> TESTO CITATO:
>>
Alla Borsa Mediterranea del Turismo Archeologico 2022 si parla di ricerca e territorio. Un binomio che oggi non può più essere scisso poiché l’archeologia inevitabilmente interessa il territorio al quale appartiene. Se fino a qualche tempo fa territorio e ricerca archeologica vivevano due realtà quasi separate, oggi ciò non è più pensabile: l’archeologia modifica il paesaggio nel quale fa ricerca e, allo stesso tempo, questo diventa il luogo che restituisce alla comunità il suo passato.

Questo il tema dell’incontro Oltre i grandi attrattori: esperienze di marketing territoriale dalla ricerca archeologica universitaria campana tenutosi venerdì 28 ottobre nella Sala Velia. Moderato da Giuseppina Renda, l’intervento espone le diverse esperienze degli atenei di Salerno, Caserta e Napoli sul territorio campano, con riferimento in modo particolare a realtà che non siano i “grandi attrattori” come Cuma, Pompei, Ercolano, Paestum ed Elea/Velia. Il centro del tema resta la ricerca archeologica, una ricerca che dev’essere fatta con coscienza e serietà dagli atenei campani che lavorano sul territorio; ciò che invece deve modificarsi è la comunicazione con il territorio e con le sue comunità. Un’archeologia partecipata, così la definisce Luca Cerchiai, che crei formazione e conoscenza tramite figure esperte che si pongono come intermediarie sul territorio in modo da realizzare, tramite progetti, sviluppo sociale ed economico. E dello stesso avviso è anche Carlo Rescigno, che insiste sulla necessità di un dialogo con le nuove tecnologie. Riflettere dunque su un nuovo modo di intendere la documentazione archeologica, la sua registrazione, l’interpretazione dei dati e, soprattutto, la loro trasmissione ai non addetti ai lavori tramite uno spazio condiviso. Il dialogo dev’essere, però, in concerto con gli enti territoriali, quali soprintendenze, parchi archeologici e musei, in modo da creare un’osmosi tra ricerca e territorio.

Che gli obiettivi di ricerca archeologica condotta dalle università non devono cambiare e anzi devono restare il fulcro del nuovo modo di comunicare il passato è tema centrale anche nell’intervento di Matteo D’Acunto. Una comunicazione che non deve assolutamente essere banalizzata né dequalificata ma che necessita di un diverso linguaggio affinché si rinsaldino i rapporti tra mondo universitario e mondo lavorativo, laddove anche il turismo richiede una formazione solida e concreta, la cui divulgazione non può più essere demandata a terzi. Il territorio, ancora una volta attraverso i suoi enti, dev’essere parte integrante di questo nuovo linguaggio comunicativo, rendendo accessibili anche i magazzini di scavo nei parchi archeologici e nei musei che troppo spesso restano in posizione subalterna rispetto a ciò che è esposto, e che invece permetterebbero una più ampia comprensione del paesaggio archeologico che è parte del territorio. Di questa esperienza è portavoce Marco Giglio attraverso le vicende delle Terme di Via Terracina e di quelle di Agnano, il cui dialogo è stato reso più difficile dal fatto che pertengono sia al Comune di Napoli sia alle S.p.A. Scavati entrambi nell’Ottocento, i siti hanno vissuto circostanze alterne di abbandono, recupero e inutilizzo fino a quando si sono rese necessarie nuove indagini per documentare, restaurare e preservare le aree archeologiche. Un’operazione che ha necessitato di un gruppo non omogeneo di studenti dei corsi di laurea di archeologia e restauro che hanno dovuto creare un linguaggio comune per cooperare. La tutela del patrimonio archeologico è possibile solo attraverso la conoscenza e una concreta fruizione delle aree da parte del pubblico.
<<
> BREVE ESERCIZIO A: Elenca tutti i siti che il testo sulla ricerca archeologica in Campania indica come “grandi attrattori”.
Il testo e l'elenco provengono da fonti diverse.

> DATI FORNITI:
>>
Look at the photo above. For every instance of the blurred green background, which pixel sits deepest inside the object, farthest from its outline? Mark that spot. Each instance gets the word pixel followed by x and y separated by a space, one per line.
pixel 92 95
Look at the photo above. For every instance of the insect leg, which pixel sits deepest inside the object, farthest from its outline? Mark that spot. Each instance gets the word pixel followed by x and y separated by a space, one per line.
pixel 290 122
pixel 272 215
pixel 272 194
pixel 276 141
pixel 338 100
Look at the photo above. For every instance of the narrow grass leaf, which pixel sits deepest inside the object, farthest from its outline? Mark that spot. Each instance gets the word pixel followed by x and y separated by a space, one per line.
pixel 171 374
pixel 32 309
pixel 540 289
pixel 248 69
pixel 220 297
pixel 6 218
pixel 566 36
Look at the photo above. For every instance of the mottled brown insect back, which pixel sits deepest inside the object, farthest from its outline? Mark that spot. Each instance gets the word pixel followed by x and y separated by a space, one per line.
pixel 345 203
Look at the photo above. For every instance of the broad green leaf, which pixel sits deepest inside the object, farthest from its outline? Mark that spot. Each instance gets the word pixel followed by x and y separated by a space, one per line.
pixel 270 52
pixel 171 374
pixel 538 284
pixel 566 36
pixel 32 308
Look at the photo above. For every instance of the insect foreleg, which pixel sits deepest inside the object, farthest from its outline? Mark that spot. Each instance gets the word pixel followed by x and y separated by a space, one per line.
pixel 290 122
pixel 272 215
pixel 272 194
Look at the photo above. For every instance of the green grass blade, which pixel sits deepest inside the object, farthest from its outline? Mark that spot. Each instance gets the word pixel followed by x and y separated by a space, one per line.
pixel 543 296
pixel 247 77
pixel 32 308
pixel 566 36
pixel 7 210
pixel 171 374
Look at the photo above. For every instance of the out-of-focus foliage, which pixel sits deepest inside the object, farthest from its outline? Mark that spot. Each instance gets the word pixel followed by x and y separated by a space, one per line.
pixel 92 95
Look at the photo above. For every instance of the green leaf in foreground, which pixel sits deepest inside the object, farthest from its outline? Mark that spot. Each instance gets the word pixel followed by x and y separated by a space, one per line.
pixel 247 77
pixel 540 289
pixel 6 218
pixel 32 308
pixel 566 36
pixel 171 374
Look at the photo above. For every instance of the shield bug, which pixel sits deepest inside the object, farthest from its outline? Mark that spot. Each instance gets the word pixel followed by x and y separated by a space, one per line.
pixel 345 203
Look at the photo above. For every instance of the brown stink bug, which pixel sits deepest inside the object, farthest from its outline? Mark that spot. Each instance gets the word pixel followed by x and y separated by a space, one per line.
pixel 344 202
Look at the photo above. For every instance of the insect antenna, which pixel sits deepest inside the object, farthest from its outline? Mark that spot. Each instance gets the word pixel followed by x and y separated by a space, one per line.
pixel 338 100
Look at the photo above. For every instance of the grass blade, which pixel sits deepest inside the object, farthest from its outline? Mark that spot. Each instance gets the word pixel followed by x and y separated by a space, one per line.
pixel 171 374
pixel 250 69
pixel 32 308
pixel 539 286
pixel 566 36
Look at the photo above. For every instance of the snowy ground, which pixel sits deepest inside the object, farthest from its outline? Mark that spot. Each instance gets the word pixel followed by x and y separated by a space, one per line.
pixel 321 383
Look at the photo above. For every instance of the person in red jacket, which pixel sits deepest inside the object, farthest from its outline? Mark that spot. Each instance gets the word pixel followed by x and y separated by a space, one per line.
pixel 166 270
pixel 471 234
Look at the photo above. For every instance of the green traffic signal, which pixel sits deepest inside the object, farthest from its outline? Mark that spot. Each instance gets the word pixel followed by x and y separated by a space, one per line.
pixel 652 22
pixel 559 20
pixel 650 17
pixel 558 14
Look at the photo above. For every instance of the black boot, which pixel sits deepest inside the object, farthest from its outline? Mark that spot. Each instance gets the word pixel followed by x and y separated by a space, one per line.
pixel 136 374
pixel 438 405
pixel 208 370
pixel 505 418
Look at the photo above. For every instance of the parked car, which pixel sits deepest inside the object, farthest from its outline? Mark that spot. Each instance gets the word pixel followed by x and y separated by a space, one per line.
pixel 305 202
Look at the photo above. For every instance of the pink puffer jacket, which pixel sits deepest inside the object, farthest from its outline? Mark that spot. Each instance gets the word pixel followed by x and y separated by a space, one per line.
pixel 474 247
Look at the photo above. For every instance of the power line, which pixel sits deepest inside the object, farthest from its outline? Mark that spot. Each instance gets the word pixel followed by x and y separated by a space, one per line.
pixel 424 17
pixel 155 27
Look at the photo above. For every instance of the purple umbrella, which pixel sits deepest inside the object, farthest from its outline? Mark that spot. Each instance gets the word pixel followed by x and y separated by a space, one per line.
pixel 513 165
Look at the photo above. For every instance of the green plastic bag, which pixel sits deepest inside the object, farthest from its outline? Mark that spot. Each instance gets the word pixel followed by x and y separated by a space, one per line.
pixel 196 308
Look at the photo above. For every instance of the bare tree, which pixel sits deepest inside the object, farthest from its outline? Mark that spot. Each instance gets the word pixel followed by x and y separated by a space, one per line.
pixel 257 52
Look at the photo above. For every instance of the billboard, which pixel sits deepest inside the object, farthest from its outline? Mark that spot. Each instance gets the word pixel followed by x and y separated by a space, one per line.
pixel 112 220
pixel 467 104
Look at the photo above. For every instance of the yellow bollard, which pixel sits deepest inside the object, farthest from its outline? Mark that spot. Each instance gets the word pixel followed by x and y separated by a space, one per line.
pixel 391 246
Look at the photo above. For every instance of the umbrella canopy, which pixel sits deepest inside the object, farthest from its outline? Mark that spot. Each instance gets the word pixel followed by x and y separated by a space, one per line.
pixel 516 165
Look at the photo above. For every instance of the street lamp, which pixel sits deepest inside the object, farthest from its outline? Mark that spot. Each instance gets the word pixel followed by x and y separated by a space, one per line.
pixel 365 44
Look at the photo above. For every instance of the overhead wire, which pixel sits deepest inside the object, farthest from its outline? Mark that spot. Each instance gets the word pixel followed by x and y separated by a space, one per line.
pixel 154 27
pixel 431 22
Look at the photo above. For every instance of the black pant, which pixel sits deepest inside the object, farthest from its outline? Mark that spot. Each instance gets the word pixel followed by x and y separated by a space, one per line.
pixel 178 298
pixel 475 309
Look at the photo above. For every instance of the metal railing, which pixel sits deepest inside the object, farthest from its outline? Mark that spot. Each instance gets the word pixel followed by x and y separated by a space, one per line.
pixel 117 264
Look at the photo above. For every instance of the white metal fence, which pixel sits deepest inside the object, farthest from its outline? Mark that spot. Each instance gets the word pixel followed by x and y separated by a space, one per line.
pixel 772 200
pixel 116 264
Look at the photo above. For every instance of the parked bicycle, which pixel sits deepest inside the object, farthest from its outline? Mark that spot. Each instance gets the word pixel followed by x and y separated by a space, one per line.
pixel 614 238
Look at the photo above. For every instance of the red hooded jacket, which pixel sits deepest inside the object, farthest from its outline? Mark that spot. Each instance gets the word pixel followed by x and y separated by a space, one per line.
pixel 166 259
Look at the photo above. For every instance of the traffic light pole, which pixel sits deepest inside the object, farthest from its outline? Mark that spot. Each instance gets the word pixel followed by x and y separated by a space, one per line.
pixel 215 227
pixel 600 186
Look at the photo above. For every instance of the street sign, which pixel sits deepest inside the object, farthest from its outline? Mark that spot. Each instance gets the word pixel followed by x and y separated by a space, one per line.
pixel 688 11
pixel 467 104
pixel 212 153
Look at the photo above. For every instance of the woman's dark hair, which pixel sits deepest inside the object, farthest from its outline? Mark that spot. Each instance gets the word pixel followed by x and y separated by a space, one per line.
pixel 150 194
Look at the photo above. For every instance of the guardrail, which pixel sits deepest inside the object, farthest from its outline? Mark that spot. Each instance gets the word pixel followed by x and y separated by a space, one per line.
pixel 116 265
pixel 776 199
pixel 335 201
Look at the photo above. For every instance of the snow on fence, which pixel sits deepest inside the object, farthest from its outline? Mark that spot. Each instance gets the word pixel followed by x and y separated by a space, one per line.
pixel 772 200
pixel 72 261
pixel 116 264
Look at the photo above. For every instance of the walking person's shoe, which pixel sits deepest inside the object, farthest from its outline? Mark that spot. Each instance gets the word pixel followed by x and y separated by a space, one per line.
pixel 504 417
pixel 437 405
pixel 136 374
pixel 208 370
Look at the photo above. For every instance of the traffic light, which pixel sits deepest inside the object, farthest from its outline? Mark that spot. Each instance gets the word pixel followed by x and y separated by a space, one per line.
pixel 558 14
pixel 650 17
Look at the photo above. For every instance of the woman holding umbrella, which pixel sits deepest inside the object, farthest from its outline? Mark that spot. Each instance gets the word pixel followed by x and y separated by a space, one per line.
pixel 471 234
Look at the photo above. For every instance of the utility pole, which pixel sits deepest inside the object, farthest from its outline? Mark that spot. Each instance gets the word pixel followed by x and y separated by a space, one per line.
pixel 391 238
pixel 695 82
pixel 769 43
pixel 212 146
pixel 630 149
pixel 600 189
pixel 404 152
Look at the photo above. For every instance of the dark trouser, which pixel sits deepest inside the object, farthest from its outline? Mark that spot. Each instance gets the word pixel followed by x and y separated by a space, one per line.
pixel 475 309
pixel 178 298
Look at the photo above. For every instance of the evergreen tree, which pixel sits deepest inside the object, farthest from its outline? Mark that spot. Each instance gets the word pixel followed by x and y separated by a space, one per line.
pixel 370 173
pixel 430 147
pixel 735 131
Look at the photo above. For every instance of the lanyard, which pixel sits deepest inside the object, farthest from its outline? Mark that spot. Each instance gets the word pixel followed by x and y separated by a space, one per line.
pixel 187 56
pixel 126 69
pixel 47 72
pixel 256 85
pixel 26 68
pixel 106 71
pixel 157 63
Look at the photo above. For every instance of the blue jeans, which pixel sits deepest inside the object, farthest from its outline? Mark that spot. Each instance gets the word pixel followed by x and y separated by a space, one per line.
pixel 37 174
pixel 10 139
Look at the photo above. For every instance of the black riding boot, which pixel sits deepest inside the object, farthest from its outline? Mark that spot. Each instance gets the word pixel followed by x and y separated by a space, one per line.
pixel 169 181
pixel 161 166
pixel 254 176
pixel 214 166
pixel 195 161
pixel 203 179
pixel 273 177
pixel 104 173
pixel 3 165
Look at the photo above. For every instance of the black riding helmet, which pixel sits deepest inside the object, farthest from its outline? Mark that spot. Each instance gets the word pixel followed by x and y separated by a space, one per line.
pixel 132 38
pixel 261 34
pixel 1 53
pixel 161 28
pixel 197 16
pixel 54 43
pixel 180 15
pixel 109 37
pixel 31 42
<<
> BREVE ESERCIZIO B: Ricopia senza alcuna modifica tutto l'elenco, dalla riga che contiene “Look at the photo above. For every instance of the evergreen” giù fino alla fine dell'elenco.

> RISPOSTA A: Cuma, Pompei, Ercolano, Paestum, Elea/Velia

> RISPOSTA B:
Look at the photo above. For every instance of the evergreen tree, which pixel sits deepest inside the object, farthest from its outline? Mark that spot. Each instance gets the word pixel followed by x and y separated by a space, one per line.
pixel 370 173
pixel 430 147
pixel 735 131
Look at the photo above. For every instance of the lanyard, which pixel sits deepest inside the object, farthest from its outline? Mark that spot. Each instance gets the word pixel followed by x and y separated by a space, one per line.
pixel 187 56
pixel 126 69
pixel 47 72
pixel 256 85
pixel 26 68
pixel 106 71
pixel 157 63
Look at the photo above. For every instance of the blue jeans, which pixel sits deepest inside the object, farthest from its outline? Mark that spot. Each instance gets the word pixel followed by x and y separated by a space, one per line.
pixel 37 174
pixel 10 139
Look at the photo above. For every instance of the black riding boot, which pixel sits deepest inside the object, farthest from its outline? Mark that spot. Each instance gets the word pixel followed by x and y separated by a space, one per line.
pixel 169 181
pixel 161 166
pixel 254 176
pixel 214 166
pixel 195 161
pixel 203 179
pixel 273 177
pixel 104 173
pixel 3 165
Look at the photo above. For every instance of the black riding helmet, which pixel sits deepest inside the object, farthest from its outline? Mark that spot. Each instance gets the word pixel followed by x and y separated by a space, one per line.
pixel 132 38
pixel 261 34
pixel 1 53
pixel 161 28
pixel 197 16
pixel 54 43
pixel 180 15
pixel 109 37
pixel 31 42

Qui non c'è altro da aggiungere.